» **Task directions**
Where a record contains an image, leave the image out and print the rest exactly.

·····

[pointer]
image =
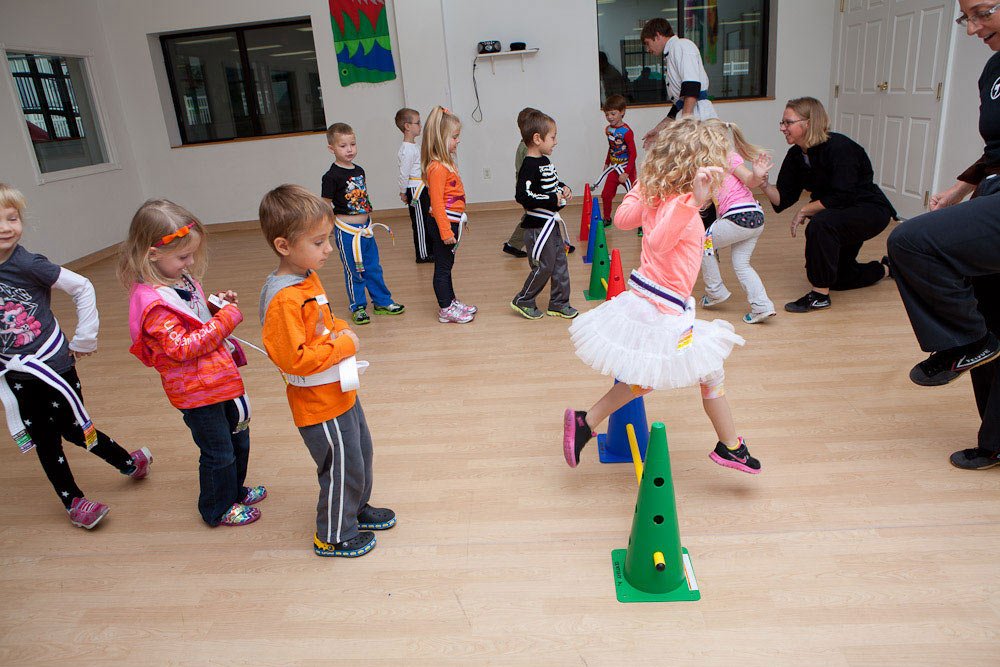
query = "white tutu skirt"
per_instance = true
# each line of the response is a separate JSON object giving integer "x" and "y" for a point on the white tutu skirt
{"x": 630, "y": 339}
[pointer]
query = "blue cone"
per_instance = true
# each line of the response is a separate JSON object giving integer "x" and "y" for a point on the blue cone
{"x": 613, "y": 447}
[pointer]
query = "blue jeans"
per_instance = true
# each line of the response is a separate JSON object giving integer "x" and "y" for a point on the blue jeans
{"x": 222, "y": 466}
{"x": 357, "y": 281}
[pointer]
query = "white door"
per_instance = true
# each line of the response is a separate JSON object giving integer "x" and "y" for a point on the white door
{"x": 891, "y": 62}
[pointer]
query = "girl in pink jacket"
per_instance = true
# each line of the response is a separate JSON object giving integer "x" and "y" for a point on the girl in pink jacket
{"x": 178, "y": 332}
{"x": 648, "y": 337}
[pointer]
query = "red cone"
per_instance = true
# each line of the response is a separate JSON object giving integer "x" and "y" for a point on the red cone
{"x": 616, "y": 279}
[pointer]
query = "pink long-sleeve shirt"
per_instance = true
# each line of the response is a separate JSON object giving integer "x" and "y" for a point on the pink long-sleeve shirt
{"x": 672, "y": 239}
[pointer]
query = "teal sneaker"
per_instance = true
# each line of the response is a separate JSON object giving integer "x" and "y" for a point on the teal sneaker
{"x": 360, "y": 316}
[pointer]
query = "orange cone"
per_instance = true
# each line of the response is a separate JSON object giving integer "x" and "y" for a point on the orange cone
{"x": 585, "y": 215}
{"x": 616, "y": 279}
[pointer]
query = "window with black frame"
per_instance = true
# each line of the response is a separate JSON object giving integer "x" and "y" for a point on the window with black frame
{"x": 248, "y": 81}
{"x": 731, "y": 34}
{"x": 58, "y": 109}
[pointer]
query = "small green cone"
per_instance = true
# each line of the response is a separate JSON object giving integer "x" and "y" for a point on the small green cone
{"x": 600, "y": 268}
{"x": 655, "y": 541}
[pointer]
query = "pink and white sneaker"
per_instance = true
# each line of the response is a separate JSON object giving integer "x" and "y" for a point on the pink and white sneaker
{"x": 141, "y": 459}
{"x": 469, "y": 308}
{"x": 455, "y": 313}
{"x": 85, "y": 513}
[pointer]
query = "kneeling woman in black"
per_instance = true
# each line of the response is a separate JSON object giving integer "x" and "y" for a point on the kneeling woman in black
{"x": 846, "y": 208}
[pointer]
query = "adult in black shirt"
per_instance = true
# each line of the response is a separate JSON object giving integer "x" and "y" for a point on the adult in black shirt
{"x": 947, "y": 263}
{"x": 845, "y": 206}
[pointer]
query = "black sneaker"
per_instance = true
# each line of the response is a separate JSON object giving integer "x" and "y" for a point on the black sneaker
{"x": 352, "y": 548}
{"x": 376, "y": 518}
{"x": 737, "y": 459}
{"x": 975, "y": 459}
{"x": 943, "y": 367}
{"x": 888, "y": 266}
{"x": 576, "y": 434}
{"x": 811, "y": 301}
{"x": 511, "y": 250}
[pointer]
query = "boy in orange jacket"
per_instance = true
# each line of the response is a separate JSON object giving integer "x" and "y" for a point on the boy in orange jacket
{"x": 307, "y": 343}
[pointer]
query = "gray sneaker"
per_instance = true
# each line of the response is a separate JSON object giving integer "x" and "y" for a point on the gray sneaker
{"x": 527, "y": 311}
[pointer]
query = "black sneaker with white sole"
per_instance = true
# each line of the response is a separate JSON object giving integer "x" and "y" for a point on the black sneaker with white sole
{"x": 811, "y": 301}
{"x": 942, "y": 367}
{"x": 975, "y": 459}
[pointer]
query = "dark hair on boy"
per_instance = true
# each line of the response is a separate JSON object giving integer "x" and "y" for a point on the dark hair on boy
{"x": 335, "y": 129}
{"x": 523, "y": 114}
{"x": 615, "y": 103}
{"x": 654, "y": 27}
{"x": 289, "y": 211}
{"x": 404, "y": 116}
{"x": 536, "y": 123}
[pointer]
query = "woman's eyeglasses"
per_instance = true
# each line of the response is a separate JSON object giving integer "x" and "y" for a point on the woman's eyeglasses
{"x": 977, "y": 17}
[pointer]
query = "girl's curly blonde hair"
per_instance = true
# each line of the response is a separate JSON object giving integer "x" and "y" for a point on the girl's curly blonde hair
{"x": 679, "y": 150}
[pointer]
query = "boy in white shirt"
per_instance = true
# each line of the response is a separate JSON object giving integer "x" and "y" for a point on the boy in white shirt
{"x": 411, "y": 188}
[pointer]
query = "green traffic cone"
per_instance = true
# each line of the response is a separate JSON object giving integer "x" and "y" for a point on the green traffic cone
{"x": 655, "y": 568}
{"x": 600, "y": 268}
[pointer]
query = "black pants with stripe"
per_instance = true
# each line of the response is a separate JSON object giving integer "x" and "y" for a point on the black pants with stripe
{"x": 49, "y": 420}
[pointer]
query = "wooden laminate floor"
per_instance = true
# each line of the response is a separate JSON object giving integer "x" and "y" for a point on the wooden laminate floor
{"x": 858, "y": 545}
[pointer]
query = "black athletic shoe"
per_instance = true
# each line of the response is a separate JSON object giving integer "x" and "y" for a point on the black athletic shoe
{"x": 376, "y": 518}
{"x": 943, "y": 367}
{"x": 737, "y": 459}
{"x": 511, "y": 250}
{"x": 888, "y": 266}
{"x": 352, "y": 548}
{"x": 975, "y": 459}
{"x": 576, "y": 434}
{"x": 811, "y": 301}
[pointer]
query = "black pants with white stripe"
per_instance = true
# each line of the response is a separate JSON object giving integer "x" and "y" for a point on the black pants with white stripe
{"x": 420, "y": 220}
{"x": 342, "y": 449}
{"x": 48, "y": 420}
{"x": 551, "y": 266}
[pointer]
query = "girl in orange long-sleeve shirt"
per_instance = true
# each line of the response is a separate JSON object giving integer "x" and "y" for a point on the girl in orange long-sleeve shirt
{"x": 442, "y": 135}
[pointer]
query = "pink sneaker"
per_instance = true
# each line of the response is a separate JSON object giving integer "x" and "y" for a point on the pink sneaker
{"x": 85, "y": 513}
{"x": 239, "y": 515}
{"x": 454, "y": 313}
{"x": 141, "y": 459}
{"x": 472, "y": 310}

·····

» **Answer for this exercise**
[pointer]
image =
query = "white tutu skirt"
per_instance = true
# each line of the response is a separate JSON object giving integer "x" and "y" for a point on the white tutu skirt
{"x": 630, "y": 339}
[pointer]
query = "blue cone"
per_instance = true
# each line of the response is a separate JSON object giving integer "x" and "y" for a point on the blue cone
{"x": 613, "y": 447}
[pointer]
query = "blue jeans"
per_instance = true
# each line of the response is a separate JSON object giving integer "x" and "y" for a point on the blue jeans
{"x": 222, "y": 466}
{"x": 357, "y": 281}
[pointer]
query = "white door"
per_instance = true
# each line of the response is a separate JSON object giving integer "x" and "y" for a point on the white door
{"x": 891, "y": 62}
[pointer]
query = "girl in pink jacket"
per_instance = true
# each line of the response is a separate JSON object giving integer "x" and "y" for a point on the girl in pink jacket
{"x": 178, "y": 332}
{"x": 648, "y": 337}
[pointer]
query = "red cone"
per_instance = true
# each line of the response is a separate JSON object giving integer "x" and "y" for a point on the red cone
{"x": 616, "y": 279}
[pointer]
query = "pink long-sleeve shirt"
per_instance = true
# each line of the response is a separate JSON object giving integer "x" and "y" for a point on the pink long-sleeve shirt
{"x": 672, "y": 239}
[pointer]
query = "teal sneaker"
per_instance = true
# each line of the response is a separate JSON object giving integer "x" and "y" for a point on the teal sneaker
{"x": 360, "y": 316}
[pointer]
query = "orange cone"
per_instance = true
# each line of the response is a separate JSON object giving integer "x" and "y" for a point on the orange cone
{"x": 585, "y": 215}
{"x": 616, "y": 279}
[pointer]
query = "window with black frame"
per_instance = true
# each line of the response is a separate JSON object giving integer "x" and "y" for a point on the window with black frame
{"x": 248, "y": 81}
{"x": 731, "y": 34}
{"x": 58, "y": 109}
[pointer]
query = "small green cone"
per_instance = true
# each line of the response is a separate JSON object giving integer "x" and "y" for a point on the small green cone
{"x": 600, "y": 268}
{"x": 655, "y": 541}
[pointer]
query = "pink and white sneaker"
per_instance = true
# each line of the response is a separate JSON object giving integer "x" and "y" for a point on the pink and white sneaker
{"x": 141, "y": 459}
{"x": 469, "y": 308}
{"x": 455, "y": 313}
{"x": 85, "y": 513}
[pointer]
query = "kneeling woman in black"
per_instance = true
# each line of the response is a separate JSON object giving integer "x" and "y" for a point on the kneeling woman in black
{"x": 846, "y": 208}
[pointer]
query = "adult in black shirt"
per_instance = true
# each line of the response is a separate JSON object giving integer "x" and "y" for a point on the adult in black shirt
{"x": 947, "y": 263}
{"x": 845, "y": 206}
[pointer]
query = "black sneaker"
per_instance = true
# each line of the response is a separate JSON object giving integer "x" and "y" for a point on the black sneaker
{"x": 352, "y": 548}
{"x": 376, "y": 518}
{"x": 737, "y": 459}
{"x": 975, "y": 459}
{"x": 943, "y": 367}
{"x": 888, "y": 266}
{"x": 576, "y": 434}
{"x": 811, "y": 301}
{"x": 511, "y": 250}
[pointer]
query = "boy in orange jacket"
per_instance = true
# each line of the response is a separate JSON object giving integer "x" and "y" for a point on the boy in orange jacket
{"x": 307, "y": 343}
[pointer]
query = "gray sneaker"
per_instance = true
# each line of the response is a separate JSON object giving integer "x" and "y" for a point on the gray sneaker
{"x": 527, "y": 311}
[pointer]
query = "black sneaker with white sole"
per_instance = true
# each line of the response is a separate JSON object giving integer "x" and "y" for a point on the black sneaker with white sole
{"x": 811, "y": 301}
{"x": 942, "y": 367}
{"x": 975, "y": 459}
[pointer]
query = "dark hair on boy"
per_instance = true
# each line of the response is a separate JSON object giving integer "x" and "y" for a point on the dark hair on boy
{"x": 335, "y": 129}
{"x": 523, "y": 114}
{"x": 615, "y": 103}
{"x": 654, "y": 27}
{"x": 289, "y": 211}
{"x": 404, "y": 116}
{"x": 536, "y": 123}
[pointer]
query = "woman's eyeglasses"
per_instance = true
# each line of the response is a separate JSON object giving integer "x" and "y" for a point on the woman's eyeglasses
{"x": 977, "y": 17}
[pointer]
query = "girl's curly blonde hair"
per_instance = true
# each line of the response is a separate JSON object giving integer "x" and "y" for a point on the girl's curly blonde hair
{"x": 679, "y": 150}
[pointer]
query = "boy in white shirt"
per_instance = true
# each line of the response is a separate JSON object giving integer "x" and "y" for a point on the boy in white shirt
{"x": 411, "y": 188}
[pointer]
query = "green traffic cone"
per_instance = true
# each line of the response is a separate JSON object giving integer "x" and "y" for a point on the green traffic cone
{"x": 655, "y": 568}
{"x": 600, "y": 268}
[pointer]
query = "black pants with stripe"
per_instance = true
# each line of the response is a separate JSON object giving integer "x" and "y" for a point on the black pants with stripe
{"x": 49, "y": 420}
[pointer]
query = "wooden laminate floor"
per_instance = true
# each line of the response is a separate JSON object giving integer "x" and "y" for a point on the wooden laminate floor
{"x": 858, "y": 545}
[pointer]
query = "black athletic shoe"
per_instance = true
# each line of the response is a separate JSON object giving integer "x" and "y" for a point on the black athletic shoe
{"x": 376, "y": 518}
{"x": 943, "y": 367}
{"x": 737, "y": 459}
{"x": 511, "y": 250}
{"x": 888, "y": 266}
{"x": 352, "y": 548}
{"x": 975, "y": 459}
{"x": 576, "y": 434}
{"x": 811, "y": 301}
[pointer]
query = "black pants with white stripe"
per_instance = true
# each line of the response is a separate JSON object giving integer "x" and "y" for a point on the black pants with white stripe
{"x": 420, "y": 220}
{"x": 342, "y": 449}
{"x": 48, "y": 420}
{"x": 551, "y": 266}
[pointer]
query = "girl in orange long-sleeve shirt"
per_instance = true
# each line of the response is a separate JSON object giving integer "x" and "y" for a point on the girl in orange long-sleeve shirt
{"x": 442, "y": 135}
[pointer]
query = "pink sneaker"
per_instance = true
# each line of the response is a separate JSON object giving integer "x" and "y" for a point on the pink sneaker
{"x": 85, "y": 513}
{"x": 239, "y": 515}
{"x": 454, "y": 313}
{"x": 141, "y": 459}
{"x": 472, "y": 310}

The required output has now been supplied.